--- start of Extracted information ---

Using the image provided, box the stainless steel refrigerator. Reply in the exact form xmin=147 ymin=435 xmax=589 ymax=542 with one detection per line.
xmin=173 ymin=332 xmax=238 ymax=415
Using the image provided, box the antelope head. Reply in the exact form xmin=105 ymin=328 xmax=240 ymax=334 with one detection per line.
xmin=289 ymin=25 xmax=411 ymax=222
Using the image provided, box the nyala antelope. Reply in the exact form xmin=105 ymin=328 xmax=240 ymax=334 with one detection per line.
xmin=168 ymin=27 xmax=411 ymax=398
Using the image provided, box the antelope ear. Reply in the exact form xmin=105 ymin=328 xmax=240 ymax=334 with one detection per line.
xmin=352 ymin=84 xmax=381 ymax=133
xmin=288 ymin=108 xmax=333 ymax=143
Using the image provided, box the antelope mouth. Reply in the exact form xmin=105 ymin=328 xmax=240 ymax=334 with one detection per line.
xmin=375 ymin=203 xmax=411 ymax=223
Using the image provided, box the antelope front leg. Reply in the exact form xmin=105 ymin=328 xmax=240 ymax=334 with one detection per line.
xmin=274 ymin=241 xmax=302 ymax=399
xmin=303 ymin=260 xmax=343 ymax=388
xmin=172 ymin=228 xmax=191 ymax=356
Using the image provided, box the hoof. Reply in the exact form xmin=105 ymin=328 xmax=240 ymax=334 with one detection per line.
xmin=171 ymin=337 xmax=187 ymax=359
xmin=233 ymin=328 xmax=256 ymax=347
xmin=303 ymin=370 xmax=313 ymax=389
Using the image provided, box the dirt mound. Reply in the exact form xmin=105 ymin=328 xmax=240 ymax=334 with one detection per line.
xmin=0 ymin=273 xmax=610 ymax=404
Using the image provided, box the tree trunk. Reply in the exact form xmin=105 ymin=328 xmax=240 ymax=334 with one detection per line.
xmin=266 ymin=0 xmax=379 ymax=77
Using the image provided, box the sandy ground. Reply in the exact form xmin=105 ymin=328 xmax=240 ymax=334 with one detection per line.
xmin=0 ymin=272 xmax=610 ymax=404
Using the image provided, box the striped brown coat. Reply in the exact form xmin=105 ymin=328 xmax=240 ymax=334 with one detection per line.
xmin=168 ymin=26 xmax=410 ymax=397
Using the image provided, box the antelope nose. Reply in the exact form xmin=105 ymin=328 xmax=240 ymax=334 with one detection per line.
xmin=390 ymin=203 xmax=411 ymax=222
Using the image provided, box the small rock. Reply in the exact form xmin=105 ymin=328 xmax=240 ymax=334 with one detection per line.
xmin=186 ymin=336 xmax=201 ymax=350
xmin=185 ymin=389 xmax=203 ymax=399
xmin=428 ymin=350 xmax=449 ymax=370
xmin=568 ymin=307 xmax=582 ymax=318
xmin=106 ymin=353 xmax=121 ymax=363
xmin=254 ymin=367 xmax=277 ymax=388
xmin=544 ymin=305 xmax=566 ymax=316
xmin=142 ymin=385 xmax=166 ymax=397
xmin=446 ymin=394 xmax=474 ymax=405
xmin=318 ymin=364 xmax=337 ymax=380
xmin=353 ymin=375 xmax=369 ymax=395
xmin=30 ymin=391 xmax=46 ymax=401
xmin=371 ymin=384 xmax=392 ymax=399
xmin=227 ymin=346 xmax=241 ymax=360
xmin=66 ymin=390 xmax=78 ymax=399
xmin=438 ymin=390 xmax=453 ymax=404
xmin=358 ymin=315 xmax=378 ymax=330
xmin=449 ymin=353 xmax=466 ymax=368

--- end of Extracted information ---

→ **Task requirements**: Repeat every line of the records above without changing anything.

→ **Right answer**:
Using the image provided, box the stainless steel refrigerator. Reply in the exact form xmin=147 ymin=435 xmax=589 ymax=542 with one detection per line.
xmin=173 ymin=332 xmax=238 ymax=415
Using the image provided, box the antelope head. Reply in the exact form xmin=105 ymin=328 xmax=240 ymax=334 with one detection per line.
xmin=289 ymin=25 xmax=411 ymax=222
Using the image provided, box the nyala antelope. Reply in the exact form xmin=105 ymin=328 xmax=240 ymax=334 with one detection per line.
xmin=168 ymin=27 xmax=411 ymax=398
Using the image provided, box the antelope ear. Reply in the exact form xmin=105 ymin=328 xmax=240 ymax=334 with one detection per line.
xmin=352 ymin=84 xmax=381 ymax=133
xmin=288 ymin=108 xmax=333 ymax=143
Using the image provided, box the antelope mouth. Reply in the exact form xmin=105 ymin=328 xmax=240 ymax=334 with one detection per line.
xmin=375 ymin=203 xmax=411 ymax=223
Using the image provided, box the antelope front leg. Reply in the exact form xmin=105 ymin=328 xmax=240 ymax=334 with one detection per line.
xmin=274 ymin=241 xmax=302 ymax=399
xmin=303 ymin=260 xmax=343 ymax=388
xmin=172 ymin=228 xmax=191 ymax=356
Using the image provided, box the hoof. Reply in the exact form xmin=105 ymin=328 xmax=240 ymax=334 with one detection per line.
xmin=171 ymin=337 xmax=187 ymax=359
xmin=233 ymin=328 xmax=256 ymax=347
xmin=303 ymin=370 xmax=313 ymax=389
Using the image provided, box the dirt mound. Reply in the exact form xmin=105 ymin=328 xmax=240 ymax=334 with one detection per line.
xmin=0 ymin=273 xmax=610 ymax=404
Using the image provided, box the tree trunk. Reply in the exact form xmin=105 ymin=328 xmax=240 ymax=334 with one detection per line.
xmin=266 ymin=0 xmax=379 ymax=77
Using the image provided, box the sandy ground. Reply in the exact form xmin=105 ymin=328 xmax=240 ymax=334 with one detection per line.
xmin=0 ymin=272 xmax=610 ymax=404
Using the image provided, box the striped brown coat. Reply in the exact form xmin=105 ymin=328 xmax=240 ymax=334 with one detection per line.
xmin=168 ymin=26 xmax=410 ymax=397
Using the image provided, box the antelope nose. Reply in the exact form xmin=105 ymin=328 xmax=240 ymax=334 with one detection per line.
xmin=390 ymin=203 xmax=411 ymax=222
Using the image provided, box the small rock. Reply in the exact form xmin=105 ymin=328 xmax=240 ymax=334 with one detection per line.
xmin=186 ymin=336 xmax=201 ymax=350
xmin=185 ymin=389 xmax=203 ymax=399
xmin=428 ymin=350 xmax=449 ymax=370
xmin=568 ymin=307 xmax=582 ymax=318
xmin=106 ymin=353 xmax=121 ymax=363
xmin=254 ymin=367 xmax=277 ymax=388
xmin=544 ymin=305 xmax=566 ymax=316
xmin=142 ymin=385 xmax=166 ymax=397
xmin=446 ymin=394 xmax=474 ymax=405
xmin=318 ymin=364 xmax=337 ymax=380
xmin=353 ymin=375 xmax=369 ymax=395
xmin=30 ymin=391 xmax=46 ymax=401
xmin=371 ymin=384 xmax=392 ymax=399
xmin=227 ymin=346 xmax=241 ymax=360
xmin=66 ymin=390 xmax=78 ymax=399
xmin=438 ymin=390 xmax=453 ymax=404
xmin=358 ymin=315 xmax=378 ymax=330
xmin=449 ymin=353 xmax=466 ymax=368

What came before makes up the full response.